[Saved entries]
===

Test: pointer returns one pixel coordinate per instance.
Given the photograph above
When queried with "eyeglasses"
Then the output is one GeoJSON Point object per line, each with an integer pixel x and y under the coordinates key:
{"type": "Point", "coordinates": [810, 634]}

===

▶ WRITTEN TASK:
Reproduce every line of the items above, requests included. Multiply each x and y coordinate in the answers by 0.45 and round to the nearest whole number, with halves rounded up.

▶ WRITTEN REPLY:
Test: pointer returns one pixel coordinate per instance.
Given the photograph above
When queried with "eyeglasses"
Then the output is one GeoJSON Point object per line, each with an integer pixel x and y under the coordinates key:
{"type": "Point", "coordinates": [365, 285]}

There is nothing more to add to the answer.